◆ SOURCE DOCUMENT
┄┄┄┄┄┄┄┄┄┄┄┄┄┄┄┄┄┄┄┄
Searching for Sugarman (2013) by Malik Bendjelloul
This review may contain spoilers. Who cares?
Searching for Sugarman won the Academy Award for Best Documentary Feature this winter. It was directed by a Swedish filmmaker, Malik Bendjelloul. Now let’s check out the story: in 1968, in the midst of a gloomy Detroit joint, two producers discover Sixto Rodriguez, a mysterious singer who turned his back on the public out of shyness. Two albums later, Rodriguez was not met with the success his talent deserved. At least not a success that he knew of, as in South Africa his records are a hit, the soundtrack of a generation. From then on the legend begins. In South Africa, Rodriguez’s true identity is unknown, he is an anonymous idol. A few years after apartheid, a musicologist and a record sales owner team up to investigate and find out who this Rodriguez was. The legend said he killed himself in front of a scarce audience out of despair from his lack of recognition. Searching for Sugarman reconstructs this search.
At the end of the search, we discover, as the two investigators formerly discovered, that Sixto Rodriguez is alive and well and that he still lives in Detroit.
This is where anybody would mumble the baffled banalities about “life being stronger than fiction” and all that sort of bullshit. As if life did not need screenwriters. Well folks, this movie is an Unidentified Film Object, but it is not a documentary. The screenplay is one of the most prominent elements of this movie.
First, the structure of the film.
┄┄┄┄┄┄┄┄┄┄┄┄┄┄┄┄┄┄┄┄
◆ PROBLEMS AND TASKS
#1 According to the Searching for Sugarman review, who directed the film?
#2 Summarize the Searching for Sugarman review in two sentences.
#3 Pick up the Searching for Sugarman review after its final line, "First, the structure of the film."
┄┄┄┄┄┄┄┄┄┄┄┄┄┄┄┄┄┄┄┄
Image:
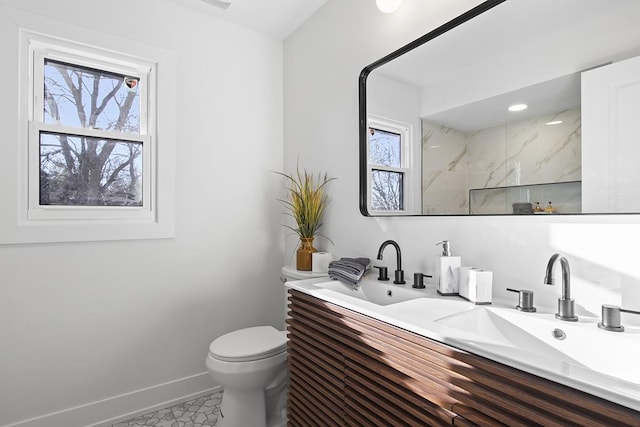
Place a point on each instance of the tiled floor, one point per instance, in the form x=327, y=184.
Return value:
x=200, y=412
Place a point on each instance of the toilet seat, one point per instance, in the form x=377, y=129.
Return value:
x=250, y=344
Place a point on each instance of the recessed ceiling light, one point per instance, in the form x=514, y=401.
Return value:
x=518, y=107
x=388, y=6
x=219, y=3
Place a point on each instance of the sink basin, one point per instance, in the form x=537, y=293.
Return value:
x=373, y=291
x=580, y=344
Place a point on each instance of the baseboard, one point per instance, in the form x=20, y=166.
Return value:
x=109, y=411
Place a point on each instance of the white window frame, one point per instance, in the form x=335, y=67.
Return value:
x=405, y=130
x=24, y=220
x=41, y=50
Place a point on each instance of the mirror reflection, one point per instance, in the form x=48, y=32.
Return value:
x=438, y=136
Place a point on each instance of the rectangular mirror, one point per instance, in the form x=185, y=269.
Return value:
x=437, y=136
┄┄┄┄┄┄┄┄┄┄┄┄┄┄┄┄┄┄┄┄
◆ SOLVED TASKS
#1 Malik Bendjelloul, a Swedish filmmaker.

#2 The review says that Searching for Sugarman, Malik Bendjelloul's Academy Award–winning film, reconstructs how a musicologist and a record sales owner set out to learn who Sixto Rodriguez was. Rodriguez was a Detroit singer whose records were an unknown hit in South Africa and who was rumored to have killed himself, but the two found him alive in Detroit, and the reviewer argues that the film is not a documentary and that its screenplay is one of its most prominent elements.

#3
Looking closely at Searching for Sugarman’s structure, we notice that it has some elements of an academic screenplay, one that deals with the building of the hero. The movie begins with the “initial legend” of Rodriguez’s death. The most widespread opinion about Rodriguez’s death in South Africa when the investigation began in the early 1990s was that he set himself ablaze in front of a hostile audience. Then the quest begins. By the end of the quest the truth will be unravelled for the searchers and they will return home allowing their fellow countrymen to benefit from the knowledge they acquired in their journey through deceit and adversity. That is to say, in a more concrete way, that after the journalist and the record sales owner have found Rodriguez, the whole of South Africa will rejoice. Indeed the second part of the movie shows footage of Rodriguez’s concerts in South Africa in 1998.
It is also interesting to see how the discovery of Rodriguez is delivered in the film. It comes very late in the movie, as a big twist. The filmmakers knew Rodriguez was alive when they began shooting, and so did the interviewees. Yet, this information is held back in order to prepare the surprise. Like any good twist, this one compels the audience to reevaluate all he has seen previously in light of this revelation. The attitude of the filmmakers towards reality does not resemble the ethics of the documentary. It has much more to do with dramatic efficiency. It’s not about informing the public, it’s about seducing the audience. And I must say, it is efficient. All the more so as the revelation comes at a point when you begin to feel bored by the succession of people going on about how unfair it was that Rodriguez hadn’t gained recognition and what a genius he was and blah blah blah.
Secondly, reconstituting the myth.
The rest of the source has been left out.